TASK GOAL:
Each record below should be output verbatim, without pictures.

--- BEGIN AVAILABLE DATA ---

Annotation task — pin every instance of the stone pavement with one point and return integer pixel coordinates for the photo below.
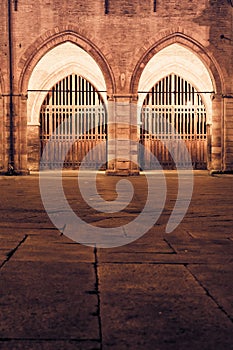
(163, 291)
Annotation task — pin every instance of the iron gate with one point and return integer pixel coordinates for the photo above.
(73, 114)
(172, 111)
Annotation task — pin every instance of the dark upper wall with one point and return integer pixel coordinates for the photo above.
(123, 35)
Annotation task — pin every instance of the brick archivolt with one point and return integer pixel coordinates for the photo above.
(59, 62)
(56, 37)
(179, 60)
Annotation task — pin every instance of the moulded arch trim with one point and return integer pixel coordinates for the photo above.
(178, 60)
(61, 61)
(56, 37)
(190, 45)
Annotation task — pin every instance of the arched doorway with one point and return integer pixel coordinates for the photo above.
(58, 70)
(173, 110)
(73, 112)
(176, 85)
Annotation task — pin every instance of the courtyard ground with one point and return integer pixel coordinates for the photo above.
(162, 291)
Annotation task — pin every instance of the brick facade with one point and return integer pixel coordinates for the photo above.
(122, 42)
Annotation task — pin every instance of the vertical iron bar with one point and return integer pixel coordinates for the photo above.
(155, 5)
(106, 6)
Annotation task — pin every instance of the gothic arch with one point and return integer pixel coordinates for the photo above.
(61, 61)
(50, 40)
(187, 43)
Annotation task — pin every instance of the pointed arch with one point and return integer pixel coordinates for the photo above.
(193, 49)
(49, 41)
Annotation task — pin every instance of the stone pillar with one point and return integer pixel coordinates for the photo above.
(228, 134)
(33, 147)
(3, 162)
(122, 136)
(216, 137)
(20, 135)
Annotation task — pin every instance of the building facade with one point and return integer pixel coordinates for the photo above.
(125, 78)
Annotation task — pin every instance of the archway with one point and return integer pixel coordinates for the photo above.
(74, 115)
(173, 112)
(176, 86)
(62, 62)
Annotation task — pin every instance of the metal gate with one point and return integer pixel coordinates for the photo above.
(173, 110)
(73, 114)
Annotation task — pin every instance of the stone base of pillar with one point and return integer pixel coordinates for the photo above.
(122, 172)
(15, 172)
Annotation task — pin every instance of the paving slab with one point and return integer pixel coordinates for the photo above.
(22, 344)
(163, 291)
(48, 300)
(158, 307)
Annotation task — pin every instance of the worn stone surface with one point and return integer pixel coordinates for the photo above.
(163, 291)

--- END AVAILABLE DATA ---

COMPLETE OUTPUT:
Annotation task — pin every instance of the stone pavement with one point and return integer pixel coordinates for the photo below.
(163, 291)
Annotation task — pin every instance of the iron gate with one point and return integer pixel coordinates for the photo above.
(73, 114)
(172, 111)
Annotation task — pin every instance of the dark upper wall with one point and return integer pixel coordinates for the photo above.
(123, 35)
Annotation task — pin every instance of the brick archivolt with one point and return integer pixel coordinates for the photo above.
(59, 62)
(56, 37)
(179, 60)
Annotation task — pin every instance of the moulded arch trim with one point and return integer pixel coordinates for the photo above.
(178, 60)
(61, 61)
(56, 37)
(190, 45)
Annotation task — pin every instance of the arched doorway with one point and return integer pixel coordinates for the photo above.
(58, 70)
(173, 110)
(73, 112)
(176, 85)
Annotation task — pin every instance of the courtyard ground with one point and return integer pixel coordinates for the photo above.
(162, 291)
Annotation task — pin every instance of the brick facade with one point and return integer pixel coordinates for the photo above.
(122, 42)
Annotation task — pin every instance of the vertical iron bar with one point and return integer pixel coordinates for the photo above.
(155, 5)
(106, 6)
Annotation task — pin every instance of the gothic arch with one point and return integer pixel coordinates for the photo above.
(61, 61)
(50, 40)
(187, 43)
Annotation task — pin every instance of the pointed arch with one point and return integer pixel coordinates for the photo above.
(193, 49)
(49, 41)
Annotation task — pin every instance of the stone pillar with one point and return integer pixel coordinates for the photo above.
(228, 134)
(33, 147)
(3, 162)
(122, 136)
(216, 137)
(20, 135)
Annotation task — pin every instance of the building facade with one point and return integer pixel coordinates for the photo above.
(125, 78)
Annotation task — pin every instance of the archway with one point and return integer pixel coordinates for the photo above.
(74, 115)
(173, 112)
(176, 86)
(62, 62)
Annotation task — pin every instance of the metal gate with one point and return integer pixel coordinates for the photo above.
(173, 110)
(73, 114)
Annotation task — pin every instance of the stone base of pillar with one point and return integer pixel coordinates for the photo above.
(122, 172)
(15, 172)
Annotation task — pin every instance of the paving slab with one point and return integer pixel coordinates for the photo above.
(22, 344)
(163, 291)
(48, 300)
(158, 307)
Annotation task — pin every instance of the worn stone surface with one point and return integer pixel coordinates for the photo above.
(163, 291)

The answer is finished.